Provided material Start Marker

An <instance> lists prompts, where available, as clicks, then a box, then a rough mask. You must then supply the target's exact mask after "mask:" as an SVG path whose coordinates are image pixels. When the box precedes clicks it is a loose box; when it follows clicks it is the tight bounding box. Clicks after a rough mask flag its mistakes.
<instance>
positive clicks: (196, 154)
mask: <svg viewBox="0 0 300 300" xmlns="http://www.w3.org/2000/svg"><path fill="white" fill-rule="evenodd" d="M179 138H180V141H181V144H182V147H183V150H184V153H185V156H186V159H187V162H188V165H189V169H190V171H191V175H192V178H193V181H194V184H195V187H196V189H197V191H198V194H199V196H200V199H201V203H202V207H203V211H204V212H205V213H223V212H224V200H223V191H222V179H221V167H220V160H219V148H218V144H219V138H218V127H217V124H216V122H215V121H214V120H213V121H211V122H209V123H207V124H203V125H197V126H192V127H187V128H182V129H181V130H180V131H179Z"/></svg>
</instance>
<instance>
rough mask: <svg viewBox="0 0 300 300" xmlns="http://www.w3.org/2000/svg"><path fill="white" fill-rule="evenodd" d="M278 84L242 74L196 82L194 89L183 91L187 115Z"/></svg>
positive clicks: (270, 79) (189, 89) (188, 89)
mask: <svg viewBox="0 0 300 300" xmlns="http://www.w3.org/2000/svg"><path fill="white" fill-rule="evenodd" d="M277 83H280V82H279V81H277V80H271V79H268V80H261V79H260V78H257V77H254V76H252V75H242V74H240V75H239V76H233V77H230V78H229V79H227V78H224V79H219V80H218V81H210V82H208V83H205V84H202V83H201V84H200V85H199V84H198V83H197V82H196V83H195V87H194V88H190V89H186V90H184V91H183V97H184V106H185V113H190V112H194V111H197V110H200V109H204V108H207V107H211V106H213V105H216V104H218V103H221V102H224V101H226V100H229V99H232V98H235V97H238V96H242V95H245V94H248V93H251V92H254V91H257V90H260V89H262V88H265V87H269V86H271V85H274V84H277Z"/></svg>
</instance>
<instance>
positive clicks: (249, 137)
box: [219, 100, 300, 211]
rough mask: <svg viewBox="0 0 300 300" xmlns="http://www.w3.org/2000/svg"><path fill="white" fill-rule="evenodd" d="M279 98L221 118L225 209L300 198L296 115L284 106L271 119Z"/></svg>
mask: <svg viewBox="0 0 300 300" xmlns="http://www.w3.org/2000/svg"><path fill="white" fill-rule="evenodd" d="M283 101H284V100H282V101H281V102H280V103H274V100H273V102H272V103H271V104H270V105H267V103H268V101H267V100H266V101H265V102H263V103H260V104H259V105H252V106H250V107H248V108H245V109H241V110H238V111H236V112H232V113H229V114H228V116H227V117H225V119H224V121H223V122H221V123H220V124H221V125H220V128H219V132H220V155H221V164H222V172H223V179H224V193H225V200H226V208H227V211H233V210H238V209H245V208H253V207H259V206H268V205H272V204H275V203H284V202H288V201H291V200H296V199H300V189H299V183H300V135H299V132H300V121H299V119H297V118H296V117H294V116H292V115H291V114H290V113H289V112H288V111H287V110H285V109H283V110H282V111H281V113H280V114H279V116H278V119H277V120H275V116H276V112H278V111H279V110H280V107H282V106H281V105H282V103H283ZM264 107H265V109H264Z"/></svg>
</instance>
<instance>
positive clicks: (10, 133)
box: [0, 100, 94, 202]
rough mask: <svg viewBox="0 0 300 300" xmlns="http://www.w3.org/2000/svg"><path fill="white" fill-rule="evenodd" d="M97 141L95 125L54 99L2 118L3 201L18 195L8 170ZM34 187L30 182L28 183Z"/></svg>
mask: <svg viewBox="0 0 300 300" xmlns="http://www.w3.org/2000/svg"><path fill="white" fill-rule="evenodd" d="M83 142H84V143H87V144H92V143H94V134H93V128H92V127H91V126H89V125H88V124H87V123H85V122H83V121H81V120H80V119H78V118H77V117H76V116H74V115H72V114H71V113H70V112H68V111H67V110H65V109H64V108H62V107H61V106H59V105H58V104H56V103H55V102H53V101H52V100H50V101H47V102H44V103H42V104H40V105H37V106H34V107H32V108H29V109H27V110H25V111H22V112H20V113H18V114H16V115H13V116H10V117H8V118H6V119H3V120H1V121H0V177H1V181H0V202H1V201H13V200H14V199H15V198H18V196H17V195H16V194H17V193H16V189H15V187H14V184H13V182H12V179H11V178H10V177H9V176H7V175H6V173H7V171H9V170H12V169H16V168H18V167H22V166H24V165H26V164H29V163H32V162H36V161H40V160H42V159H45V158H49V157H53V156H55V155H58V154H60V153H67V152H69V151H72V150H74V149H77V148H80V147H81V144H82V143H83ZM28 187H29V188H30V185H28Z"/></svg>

Provided material End Marker

### Task instructions
How many of the lines above contain the string "positive"? Reply with the number alone.

### Solution to this exercise
4